(GIVEN EXERCISE): Starting at the line that contains "in background in the photo above." and stopping after the line that contains "(1162, 755)", return those lines of the records unchanged, both end lines included.

## Begin GIVEN INFORMATION

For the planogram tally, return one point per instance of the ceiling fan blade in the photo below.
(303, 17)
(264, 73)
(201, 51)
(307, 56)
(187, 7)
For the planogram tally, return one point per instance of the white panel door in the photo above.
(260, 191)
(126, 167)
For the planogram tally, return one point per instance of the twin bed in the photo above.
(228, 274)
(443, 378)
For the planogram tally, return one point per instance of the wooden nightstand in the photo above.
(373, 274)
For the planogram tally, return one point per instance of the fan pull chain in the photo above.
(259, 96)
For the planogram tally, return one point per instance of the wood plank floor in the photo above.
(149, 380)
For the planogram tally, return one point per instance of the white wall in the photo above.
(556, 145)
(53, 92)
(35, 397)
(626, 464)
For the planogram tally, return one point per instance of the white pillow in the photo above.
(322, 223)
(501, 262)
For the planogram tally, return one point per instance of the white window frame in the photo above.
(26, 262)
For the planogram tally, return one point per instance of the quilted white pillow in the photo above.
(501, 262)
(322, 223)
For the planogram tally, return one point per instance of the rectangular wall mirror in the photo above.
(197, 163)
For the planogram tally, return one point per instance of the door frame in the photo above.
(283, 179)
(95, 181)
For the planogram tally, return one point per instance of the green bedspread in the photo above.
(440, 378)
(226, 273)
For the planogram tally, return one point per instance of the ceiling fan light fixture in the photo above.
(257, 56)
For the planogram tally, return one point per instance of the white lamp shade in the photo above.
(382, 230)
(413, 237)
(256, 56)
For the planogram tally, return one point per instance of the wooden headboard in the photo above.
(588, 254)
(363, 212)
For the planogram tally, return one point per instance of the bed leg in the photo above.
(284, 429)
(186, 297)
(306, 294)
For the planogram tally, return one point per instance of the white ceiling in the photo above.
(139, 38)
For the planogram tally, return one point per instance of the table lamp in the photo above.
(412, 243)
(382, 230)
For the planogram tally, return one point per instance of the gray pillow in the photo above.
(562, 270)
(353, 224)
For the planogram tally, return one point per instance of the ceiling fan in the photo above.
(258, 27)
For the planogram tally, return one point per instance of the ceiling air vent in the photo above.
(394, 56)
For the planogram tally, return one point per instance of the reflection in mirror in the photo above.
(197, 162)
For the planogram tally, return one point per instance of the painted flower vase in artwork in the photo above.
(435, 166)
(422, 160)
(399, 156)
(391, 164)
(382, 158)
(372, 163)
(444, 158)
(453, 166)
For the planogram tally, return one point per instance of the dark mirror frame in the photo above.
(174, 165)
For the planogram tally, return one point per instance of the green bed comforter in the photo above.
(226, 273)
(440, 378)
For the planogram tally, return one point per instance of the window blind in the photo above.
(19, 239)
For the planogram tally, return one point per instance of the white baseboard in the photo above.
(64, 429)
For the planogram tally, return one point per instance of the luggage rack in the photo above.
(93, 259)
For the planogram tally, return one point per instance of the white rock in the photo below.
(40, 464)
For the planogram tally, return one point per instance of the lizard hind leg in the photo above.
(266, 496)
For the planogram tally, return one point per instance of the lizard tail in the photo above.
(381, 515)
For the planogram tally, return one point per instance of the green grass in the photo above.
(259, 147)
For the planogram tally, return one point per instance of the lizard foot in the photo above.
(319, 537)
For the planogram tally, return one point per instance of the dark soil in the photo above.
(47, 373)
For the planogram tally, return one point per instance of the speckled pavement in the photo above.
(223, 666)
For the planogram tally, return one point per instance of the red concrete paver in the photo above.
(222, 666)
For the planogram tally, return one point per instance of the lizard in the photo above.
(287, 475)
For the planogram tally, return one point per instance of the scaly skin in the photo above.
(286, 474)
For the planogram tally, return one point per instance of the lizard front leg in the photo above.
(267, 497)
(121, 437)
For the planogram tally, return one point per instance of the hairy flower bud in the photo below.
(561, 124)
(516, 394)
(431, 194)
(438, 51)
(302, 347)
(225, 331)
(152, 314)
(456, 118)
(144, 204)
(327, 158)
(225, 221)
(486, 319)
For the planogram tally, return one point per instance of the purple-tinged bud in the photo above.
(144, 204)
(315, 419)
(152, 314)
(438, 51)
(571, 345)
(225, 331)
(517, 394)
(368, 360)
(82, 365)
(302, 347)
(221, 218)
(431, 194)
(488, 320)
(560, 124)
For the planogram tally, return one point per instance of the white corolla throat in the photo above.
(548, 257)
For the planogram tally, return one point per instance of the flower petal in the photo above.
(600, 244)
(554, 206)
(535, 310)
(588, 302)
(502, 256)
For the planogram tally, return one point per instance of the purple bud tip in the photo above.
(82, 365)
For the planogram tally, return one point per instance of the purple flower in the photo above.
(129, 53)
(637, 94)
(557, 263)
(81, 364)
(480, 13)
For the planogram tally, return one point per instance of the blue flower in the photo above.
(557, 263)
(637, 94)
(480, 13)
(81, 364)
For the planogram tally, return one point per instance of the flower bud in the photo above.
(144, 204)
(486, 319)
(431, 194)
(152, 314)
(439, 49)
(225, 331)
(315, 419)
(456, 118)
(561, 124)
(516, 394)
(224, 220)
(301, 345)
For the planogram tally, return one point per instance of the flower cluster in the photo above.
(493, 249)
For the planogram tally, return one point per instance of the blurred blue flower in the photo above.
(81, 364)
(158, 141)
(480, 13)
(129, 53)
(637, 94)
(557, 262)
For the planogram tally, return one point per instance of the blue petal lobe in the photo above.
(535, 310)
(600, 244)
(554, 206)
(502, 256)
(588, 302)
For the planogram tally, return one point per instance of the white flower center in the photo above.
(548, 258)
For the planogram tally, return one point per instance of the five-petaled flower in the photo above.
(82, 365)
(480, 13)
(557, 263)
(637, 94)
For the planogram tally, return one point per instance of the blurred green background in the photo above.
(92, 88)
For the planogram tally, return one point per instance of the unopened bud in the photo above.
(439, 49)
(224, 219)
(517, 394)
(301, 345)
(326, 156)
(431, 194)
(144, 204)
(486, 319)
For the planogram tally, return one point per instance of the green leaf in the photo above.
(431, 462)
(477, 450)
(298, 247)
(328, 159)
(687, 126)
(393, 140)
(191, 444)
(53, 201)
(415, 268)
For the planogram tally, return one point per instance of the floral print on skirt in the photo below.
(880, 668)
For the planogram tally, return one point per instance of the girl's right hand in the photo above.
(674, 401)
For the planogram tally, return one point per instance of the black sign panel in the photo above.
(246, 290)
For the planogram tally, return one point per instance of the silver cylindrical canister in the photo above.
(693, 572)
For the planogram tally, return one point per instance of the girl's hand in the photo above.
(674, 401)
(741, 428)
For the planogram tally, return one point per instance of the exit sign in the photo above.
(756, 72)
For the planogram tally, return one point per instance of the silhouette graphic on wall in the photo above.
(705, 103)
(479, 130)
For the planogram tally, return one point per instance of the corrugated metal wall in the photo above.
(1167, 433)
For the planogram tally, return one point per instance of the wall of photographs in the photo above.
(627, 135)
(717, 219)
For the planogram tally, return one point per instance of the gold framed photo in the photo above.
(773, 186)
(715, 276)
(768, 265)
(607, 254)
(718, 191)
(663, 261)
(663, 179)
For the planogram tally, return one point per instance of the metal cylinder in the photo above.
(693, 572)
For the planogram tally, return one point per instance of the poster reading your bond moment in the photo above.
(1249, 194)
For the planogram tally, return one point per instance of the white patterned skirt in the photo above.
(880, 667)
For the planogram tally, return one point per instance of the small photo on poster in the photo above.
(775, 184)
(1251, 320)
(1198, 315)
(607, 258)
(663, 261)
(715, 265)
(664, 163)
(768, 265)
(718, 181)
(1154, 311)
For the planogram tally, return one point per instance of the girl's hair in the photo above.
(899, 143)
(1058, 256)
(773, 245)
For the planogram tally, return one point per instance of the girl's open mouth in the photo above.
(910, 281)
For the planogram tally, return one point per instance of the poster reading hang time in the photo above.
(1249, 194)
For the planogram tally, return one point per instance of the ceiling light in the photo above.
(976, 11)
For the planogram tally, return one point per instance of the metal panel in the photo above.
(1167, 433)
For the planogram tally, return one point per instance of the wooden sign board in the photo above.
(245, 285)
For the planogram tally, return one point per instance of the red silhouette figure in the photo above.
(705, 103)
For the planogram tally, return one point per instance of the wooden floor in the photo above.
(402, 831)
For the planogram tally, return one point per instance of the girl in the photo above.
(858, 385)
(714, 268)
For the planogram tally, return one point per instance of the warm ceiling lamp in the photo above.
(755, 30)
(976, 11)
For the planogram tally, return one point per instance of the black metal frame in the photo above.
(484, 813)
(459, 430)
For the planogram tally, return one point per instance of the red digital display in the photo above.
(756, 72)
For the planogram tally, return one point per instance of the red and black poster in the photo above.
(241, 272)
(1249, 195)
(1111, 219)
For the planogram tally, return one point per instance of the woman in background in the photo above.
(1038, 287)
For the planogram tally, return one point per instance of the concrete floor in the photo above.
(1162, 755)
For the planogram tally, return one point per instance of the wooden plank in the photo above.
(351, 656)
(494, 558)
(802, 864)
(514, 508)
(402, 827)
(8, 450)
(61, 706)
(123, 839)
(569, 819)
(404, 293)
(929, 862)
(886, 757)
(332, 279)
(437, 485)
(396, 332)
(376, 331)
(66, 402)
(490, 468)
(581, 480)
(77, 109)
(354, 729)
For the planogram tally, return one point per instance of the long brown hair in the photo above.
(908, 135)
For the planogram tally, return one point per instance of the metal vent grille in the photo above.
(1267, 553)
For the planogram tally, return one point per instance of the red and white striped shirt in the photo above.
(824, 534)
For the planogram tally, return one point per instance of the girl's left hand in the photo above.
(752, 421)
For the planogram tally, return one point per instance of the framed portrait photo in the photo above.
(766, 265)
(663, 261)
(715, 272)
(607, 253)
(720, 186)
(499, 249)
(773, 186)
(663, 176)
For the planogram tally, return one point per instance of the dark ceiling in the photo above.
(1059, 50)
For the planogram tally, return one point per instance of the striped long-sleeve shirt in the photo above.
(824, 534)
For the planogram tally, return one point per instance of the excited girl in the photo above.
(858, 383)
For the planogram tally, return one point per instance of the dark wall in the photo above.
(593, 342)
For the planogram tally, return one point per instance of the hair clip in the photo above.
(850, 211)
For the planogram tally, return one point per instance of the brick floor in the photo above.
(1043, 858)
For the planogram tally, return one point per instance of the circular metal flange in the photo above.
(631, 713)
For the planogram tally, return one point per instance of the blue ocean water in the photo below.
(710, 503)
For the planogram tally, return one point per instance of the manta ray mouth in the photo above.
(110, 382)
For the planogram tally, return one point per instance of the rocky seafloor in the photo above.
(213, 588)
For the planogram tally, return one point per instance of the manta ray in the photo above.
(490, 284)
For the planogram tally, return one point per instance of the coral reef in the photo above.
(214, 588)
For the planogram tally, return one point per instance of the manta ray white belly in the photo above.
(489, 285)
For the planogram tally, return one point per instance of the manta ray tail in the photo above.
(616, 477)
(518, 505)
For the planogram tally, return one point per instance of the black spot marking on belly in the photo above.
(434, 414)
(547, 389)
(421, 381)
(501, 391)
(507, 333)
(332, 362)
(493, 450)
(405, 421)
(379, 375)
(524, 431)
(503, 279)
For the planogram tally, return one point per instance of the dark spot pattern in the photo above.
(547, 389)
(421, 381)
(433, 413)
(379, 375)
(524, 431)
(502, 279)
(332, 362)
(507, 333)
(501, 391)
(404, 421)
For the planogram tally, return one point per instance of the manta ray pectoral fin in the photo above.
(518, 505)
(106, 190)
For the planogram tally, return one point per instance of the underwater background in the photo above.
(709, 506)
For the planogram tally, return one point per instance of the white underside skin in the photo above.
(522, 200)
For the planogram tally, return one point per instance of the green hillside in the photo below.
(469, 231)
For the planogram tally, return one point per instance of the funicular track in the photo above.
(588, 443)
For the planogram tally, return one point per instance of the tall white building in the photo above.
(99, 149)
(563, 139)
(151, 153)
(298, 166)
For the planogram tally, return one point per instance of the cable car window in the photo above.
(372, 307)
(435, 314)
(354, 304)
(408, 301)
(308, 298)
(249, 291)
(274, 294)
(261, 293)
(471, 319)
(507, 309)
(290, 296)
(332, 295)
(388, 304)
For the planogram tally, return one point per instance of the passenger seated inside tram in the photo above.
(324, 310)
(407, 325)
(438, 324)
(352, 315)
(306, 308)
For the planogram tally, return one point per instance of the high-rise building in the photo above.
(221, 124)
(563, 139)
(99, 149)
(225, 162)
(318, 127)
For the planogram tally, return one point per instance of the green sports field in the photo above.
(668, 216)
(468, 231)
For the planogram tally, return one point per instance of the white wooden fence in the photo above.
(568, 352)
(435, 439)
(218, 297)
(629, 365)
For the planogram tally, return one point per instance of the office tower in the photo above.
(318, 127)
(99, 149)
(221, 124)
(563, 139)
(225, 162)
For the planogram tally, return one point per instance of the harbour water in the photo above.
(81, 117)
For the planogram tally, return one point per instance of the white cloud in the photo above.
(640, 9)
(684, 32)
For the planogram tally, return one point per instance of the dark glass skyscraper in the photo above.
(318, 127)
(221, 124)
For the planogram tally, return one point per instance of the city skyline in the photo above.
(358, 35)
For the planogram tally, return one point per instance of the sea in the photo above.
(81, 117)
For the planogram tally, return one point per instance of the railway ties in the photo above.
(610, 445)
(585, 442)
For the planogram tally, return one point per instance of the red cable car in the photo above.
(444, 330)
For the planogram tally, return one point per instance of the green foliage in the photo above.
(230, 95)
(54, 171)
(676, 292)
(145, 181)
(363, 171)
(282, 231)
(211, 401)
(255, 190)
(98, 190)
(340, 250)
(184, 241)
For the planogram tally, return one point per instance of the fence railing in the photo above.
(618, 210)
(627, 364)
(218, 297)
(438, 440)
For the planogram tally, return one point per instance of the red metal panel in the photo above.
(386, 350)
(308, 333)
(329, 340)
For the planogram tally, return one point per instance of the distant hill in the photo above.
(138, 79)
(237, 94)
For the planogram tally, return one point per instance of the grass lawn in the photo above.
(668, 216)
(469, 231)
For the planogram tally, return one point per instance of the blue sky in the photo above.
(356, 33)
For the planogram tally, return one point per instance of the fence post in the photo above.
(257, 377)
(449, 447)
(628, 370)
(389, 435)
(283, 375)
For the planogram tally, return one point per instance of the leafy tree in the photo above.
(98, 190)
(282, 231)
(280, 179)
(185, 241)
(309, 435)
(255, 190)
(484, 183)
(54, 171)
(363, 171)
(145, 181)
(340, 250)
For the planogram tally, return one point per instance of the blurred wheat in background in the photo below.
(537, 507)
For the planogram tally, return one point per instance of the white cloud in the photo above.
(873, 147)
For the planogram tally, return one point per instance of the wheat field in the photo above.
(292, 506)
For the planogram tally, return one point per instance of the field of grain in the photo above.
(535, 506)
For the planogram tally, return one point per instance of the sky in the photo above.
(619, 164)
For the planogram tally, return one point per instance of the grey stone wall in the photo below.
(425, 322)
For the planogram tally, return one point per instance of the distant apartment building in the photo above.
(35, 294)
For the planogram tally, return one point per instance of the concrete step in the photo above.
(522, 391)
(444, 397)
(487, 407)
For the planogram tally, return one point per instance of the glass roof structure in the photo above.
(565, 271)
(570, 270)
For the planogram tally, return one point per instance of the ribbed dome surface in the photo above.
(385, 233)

## End GIVEN INFORMATION

(SOLUTION):
For the planogram tally, return one point per instance of the woman in background in the photo above.
(1038, 287)
For the planogram tally, return one point per instance of the concrete floor in the photo above.
(1162, 755)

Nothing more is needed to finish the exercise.